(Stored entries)
##############################
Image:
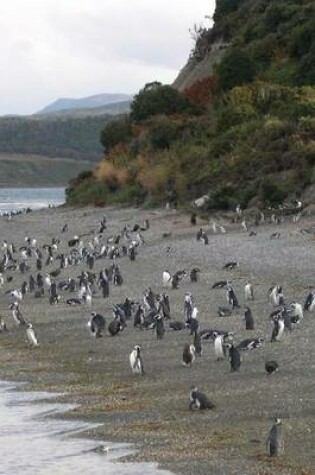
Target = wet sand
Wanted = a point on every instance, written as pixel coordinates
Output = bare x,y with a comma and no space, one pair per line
152,410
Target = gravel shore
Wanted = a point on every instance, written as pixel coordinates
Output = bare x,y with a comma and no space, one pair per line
152,410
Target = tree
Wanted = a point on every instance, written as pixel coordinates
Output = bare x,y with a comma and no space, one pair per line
116,132
236,68
158,99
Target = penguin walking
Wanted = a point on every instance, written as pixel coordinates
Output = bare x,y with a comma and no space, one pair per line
96,324
135,360
231,296
274,442
234,358
197,344
249,291
199,401
249,321
271,367
309,304
189,354
278,328
17,315
31,336
159,328
219,347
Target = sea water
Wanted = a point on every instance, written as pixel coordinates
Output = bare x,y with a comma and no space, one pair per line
21,199
34,443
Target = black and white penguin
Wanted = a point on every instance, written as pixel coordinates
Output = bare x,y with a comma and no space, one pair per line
199,401
135,360
234,357
249,291
17,315
249,321
271,366
159,328
309,304
189,354
219,346
250,343
31,336
274,442
231,296
197,344
96,324
193,275
278,328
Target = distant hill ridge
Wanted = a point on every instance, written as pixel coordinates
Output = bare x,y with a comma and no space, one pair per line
89,102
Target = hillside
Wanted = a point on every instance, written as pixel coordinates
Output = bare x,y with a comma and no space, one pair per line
89,102
21,170
238,125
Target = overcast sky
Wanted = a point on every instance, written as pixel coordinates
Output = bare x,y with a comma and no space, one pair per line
76,48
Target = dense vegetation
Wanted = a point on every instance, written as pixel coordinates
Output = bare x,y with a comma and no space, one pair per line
245,134
71,137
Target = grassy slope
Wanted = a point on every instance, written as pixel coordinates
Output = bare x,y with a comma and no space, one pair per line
31,170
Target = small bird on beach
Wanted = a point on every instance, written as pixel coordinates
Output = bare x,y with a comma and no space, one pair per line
31,336
135,360
274,442
189,354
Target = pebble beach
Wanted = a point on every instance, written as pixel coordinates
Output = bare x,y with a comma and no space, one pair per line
152,410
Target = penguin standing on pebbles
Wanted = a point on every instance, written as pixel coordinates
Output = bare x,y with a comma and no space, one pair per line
31,337
249,321
199,401
274,441
234,358
135,360
189,354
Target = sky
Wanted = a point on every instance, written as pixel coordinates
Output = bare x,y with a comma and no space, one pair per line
51,49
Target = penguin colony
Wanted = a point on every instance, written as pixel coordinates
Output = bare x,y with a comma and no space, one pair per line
94,266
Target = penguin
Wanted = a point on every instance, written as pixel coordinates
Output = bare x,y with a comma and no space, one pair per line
135,360
249,291
309,304
189,354
197,344
31,337
167,279
96,324
296,312
159,328
274,442
17,316
249,321
278,328
231,296
199,401
219,347
193,275
234,357
271,366
250,343
276,295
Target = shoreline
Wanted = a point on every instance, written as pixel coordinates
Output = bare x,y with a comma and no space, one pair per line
152,411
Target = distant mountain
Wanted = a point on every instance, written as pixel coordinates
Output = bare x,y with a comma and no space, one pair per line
89,102
115,108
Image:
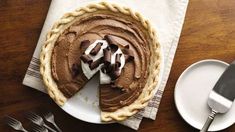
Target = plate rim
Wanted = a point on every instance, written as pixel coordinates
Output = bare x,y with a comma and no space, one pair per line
180,78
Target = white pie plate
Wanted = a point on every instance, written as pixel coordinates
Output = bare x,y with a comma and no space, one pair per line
85,104
191,94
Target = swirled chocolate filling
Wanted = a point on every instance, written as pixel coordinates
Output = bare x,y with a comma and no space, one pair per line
126,33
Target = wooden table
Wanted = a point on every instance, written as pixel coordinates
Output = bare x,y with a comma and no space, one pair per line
208,32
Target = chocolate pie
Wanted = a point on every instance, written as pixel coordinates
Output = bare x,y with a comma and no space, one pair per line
112,41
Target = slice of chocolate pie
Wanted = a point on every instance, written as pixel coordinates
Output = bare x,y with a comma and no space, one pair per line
109,40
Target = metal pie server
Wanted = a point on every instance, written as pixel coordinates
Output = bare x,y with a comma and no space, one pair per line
222,96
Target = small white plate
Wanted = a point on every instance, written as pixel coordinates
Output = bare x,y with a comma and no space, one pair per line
85,104
192,90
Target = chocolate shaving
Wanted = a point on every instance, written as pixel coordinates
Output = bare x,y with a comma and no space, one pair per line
118,59
129,55
114,74
96,49
127,46
107,56
84,44
75,70
96,63
86,59
111,42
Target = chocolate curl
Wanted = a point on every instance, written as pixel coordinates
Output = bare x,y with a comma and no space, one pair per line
86,59
114,72
75,70
118,59
127,46
84,44
96,49
129,55
107,56
96,63
111,42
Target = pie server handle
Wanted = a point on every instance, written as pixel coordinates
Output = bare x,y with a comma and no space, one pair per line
208,121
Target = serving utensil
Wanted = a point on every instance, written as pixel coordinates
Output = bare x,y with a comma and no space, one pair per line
222,96
37,128
50,118
15,124
38,120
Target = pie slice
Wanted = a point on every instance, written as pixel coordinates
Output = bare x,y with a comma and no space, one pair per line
106,39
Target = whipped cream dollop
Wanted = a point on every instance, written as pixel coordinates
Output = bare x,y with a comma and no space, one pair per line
90,72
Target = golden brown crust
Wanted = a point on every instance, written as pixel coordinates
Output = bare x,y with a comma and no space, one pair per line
154,65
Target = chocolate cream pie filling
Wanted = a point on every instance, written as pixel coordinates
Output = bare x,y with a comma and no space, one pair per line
111,45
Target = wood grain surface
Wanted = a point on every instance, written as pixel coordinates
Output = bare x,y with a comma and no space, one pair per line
208,32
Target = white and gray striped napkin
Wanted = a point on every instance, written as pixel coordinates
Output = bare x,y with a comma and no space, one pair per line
167,16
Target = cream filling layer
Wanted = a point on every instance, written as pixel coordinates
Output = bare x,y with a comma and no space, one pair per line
104,78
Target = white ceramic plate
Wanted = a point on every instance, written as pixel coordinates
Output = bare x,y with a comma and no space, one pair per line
192,91
85,104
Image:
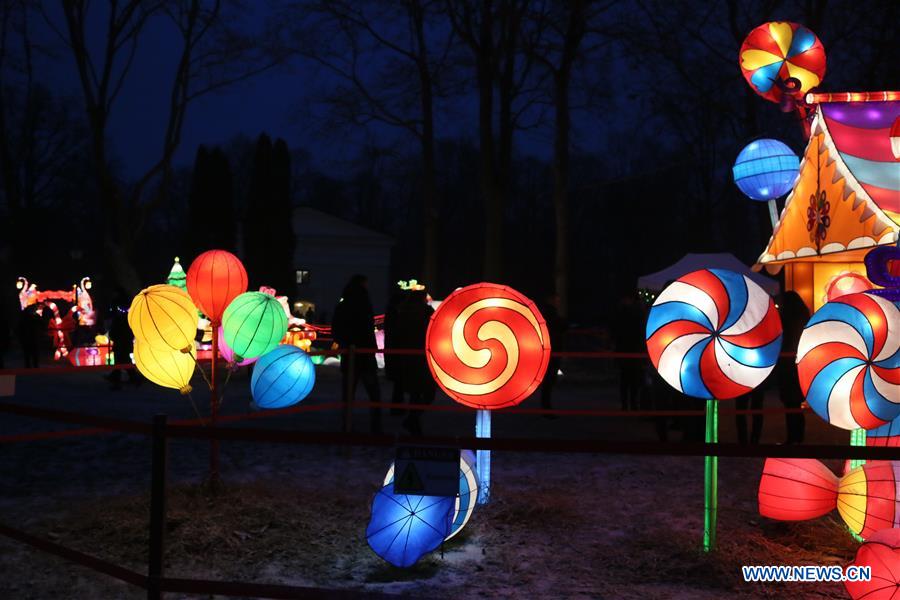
##############################
What to work on: Copy out the stored entries above word for word, leaving out the pictures.

Task result:
Image:
Target = wet sand
Wanted = a point on every instance, written as pixel coordinates
Output = bare x,y with a comma and no space, one pair per line
152,410
Target = gravel shore
Wanted = a point on every instance, written as pixel coordinates
Output = bare x,y with a comma and no space, one pair per line
152,410
Target = tree
Wanted = a point on every instance, written as pixel coordinates
Output = bare x,y with a comma and no space, one pair per line
116,132
236,68
158,99
Target = penguin walking
Wanted = a point on every instance, written as pixel coordinates
Output = bare x,y with a comma and no space, one pair per line
96,324
135,360
231,296
274,442
234,358
197,344
249,291
199,401
249,321
271,367
309,304
189,354
278,328
17,315
31,336
159,328
219,347
Target = sea water
Wanted = a point on every instance, written as pixel coordinates
Output = bare x,y with a comma and no space, one pair per line
21,199
34,443
Target = black and white penguin
Wanted = a point on every instance, written as pixel coordinates
Output = bare x,y with a comma and no space, one pair per line
199,401
135,360
234,357
249,291
17,315
249,321
271,366
159,328
309,304
189,354
219,346
250,343
31,336
274,442
231,296
197,344
96,324
193,275
278,328
Target = distant hill ridge
Wanted = a point on every instance, written as pixel coordinates
Output = bare x,y with a comma and no space, one pair per line
89,102
Target = hillside
Wanted = a point on every instance, written as pixel coordinates
Output = bare x,y with a comma and no space, one pair per line
89,102
21,170
238,125
Target = overcast sky
Wanted = a point on every instance, written as pixel coordinates
Output = bare x,y with a comma and no space, one pair per line
76,48
Target = dense vegetation
Wanted = a point on every instance, written as pixel coordinates
Output = bare x,y with a comma and no space, one pair per line
245,134
71,137
Target = grassy slope
Wanted = a point on every instance, written as pixel coordinates
Output = bare x,y with a comma and no space, one pair per line
31,170
Target = small bird on beach
Wanted = a point on every instance, written as pixel coordinates
Output = bare x,y with a comma and no space, one pair per line
31,336
135,360
274,442
189,354
Target = pebble beach
Wanted = a point on every instance, written as pixel coordinates
Output = bare x,y with a comma and no space, one pair per line
152,410
Target = penguin standing on pebbles
Wanted = a point on every instance, written as pixel coordinates
Output = bare x,y with a comma and no space, one pair per line
31,337
249,321
199,401
274,441
234,358
135,360
189,354
Target = sky
Wanted = a point on every instance, written as pixel coordinates
Output = bare x,y with a comma and no space, one pair per line
51,49
Target = penguin colony
Wanted = a point on every instance, written as pixel coordinates
Output = bare x,y with a comma and no space, one pair per line
94,266
Target = penguin
Wanted = a point on every instance, written as pixel coordinates
Output = bare x,y with a comma and no space, one pair per line
135,360
249,291
309,304
189,354
197,344
31,337
167,279
96,324
296,312
159,328
274,442
17,316
249,321
278,328
231,296
199,401
219,347
193,275
234,357
271,366
250,343
276,295
Target = shoreline
Wanted = a point on every instance, written as pixel coordinates
Output = bare x,y with a comma and no space, one pair per line
152,411
Target = distant mountain
Wanted = a point on every instance, written as pixel coordinates
Output = bare x,y with a comma and no space, one pair per line
89,102
115,108
Image:
Target = plate rim
Wanted = a point on every instance, written as pixel coordinates
Output = bare x,y with a comma and no space, one pair per line
180,78
Target = white pie plate
Wanted = a point on every instance, written as pixel coordinates
Output = bare x,y with a comma and no space, one pair per line
85,104
191,94
Target = swirled chocolate filling
Wanted = a point on every instance, written as pixel coordinates
Output = bare x,y with a comma and no space, one pair per line
126,33
Target = wooden table
Wanted = a point on every instance, written as pixel coordinates
Output = bare x,y with a comma and no space, one pair per line
208,32
Target = chocolate pie
Wanted = a point on every instance, written as pixel coordinates
Output = bare x,y with a comma and no space, one pair per line
112,41
Target = slice of chocolate pie
Wanted = a point on every instance, written as pixel coordinates
Output = bare x,y with a comma and no space, one pair per line
109,40
Target = metal pie server
Wanted = a point on every instance, written as pixel coordinates
Output = bare x,y with a comma and no space, one pair per line
222,96
Target = small white plate
Wanted = a point on every instance, written as pixel coordinates
Output = bare x,y with a comma and no space, one pair per line
85,104
192,90
Target = chocolate shaving
Wanted = a point on every instance, written as pixel coordinates
Output = bare x,y with a comma and no space, one pair per line
118,59
129,55
114,74
96,49
127,46
107,56
84,44
75,70
96,63
86,59
111,42
Target = chocolate curl
Wanted = a point on every instance, written as pixel coordinates
Output = bare x,y with a comma and no space, one pair per line
86,59
114,72
75,70
118,59
127,46
84,44
96,49
129,55
107,56
96,63
111,42
Target = pie server handle
Wanted = a point on every instance, written as pixel coordinates
Output = bare x,y with a comma and no space, one pair per line
208,121
Target = serving utensil
Wanted = a point on every instance, written as pixel coordinates
Output = bare x,y with a comma and no space, one pair per line
222,96
37,128
50,118
15,124
38,120
Target = pie slice
Wanted = a point on every instance, written as pixel coordinates
Output = bare x,y with a comma and no space, one pair per line
106,39
Target = whipped cream dollop
Wanted = a point on every instance, written as pixel coordinates
Output = bare x,y with a comma and no space, one pair per line
90,72
Target = golden brown crust
Wanted = a point on every instance, written as pixel coordinates
Output = bare x,y with a comma and no space, one pair per line
154,65
Target = chocolate cream pie filling
Wanted = a point on every instance, written as pixel coordinates
Output = bare x,y with a comma and no space, one pair per line
111,45
Target = wood grain surface
Wanted = a point on every instance, written as pixel coordinates
Output = bare x,y with a comma and no space, one pair per line
208,32
Target = white and gray striped napkin
Wanted = a point on every instance, written as pixel coordinates
Output = bare x,y with a comma and no space, one pair per line
167,16
Target = cream filling layer
Wanted = a point on every instance, written as pixel coordinates
Output = bare x,y with a comma and no space, one pair per line
104,78
Target = white ceramic plate
Wanted = a point on every instance, written as pixel coordinates
Output = bare x,y with a comma and no space, one pair per line
192,91
85,104
Image:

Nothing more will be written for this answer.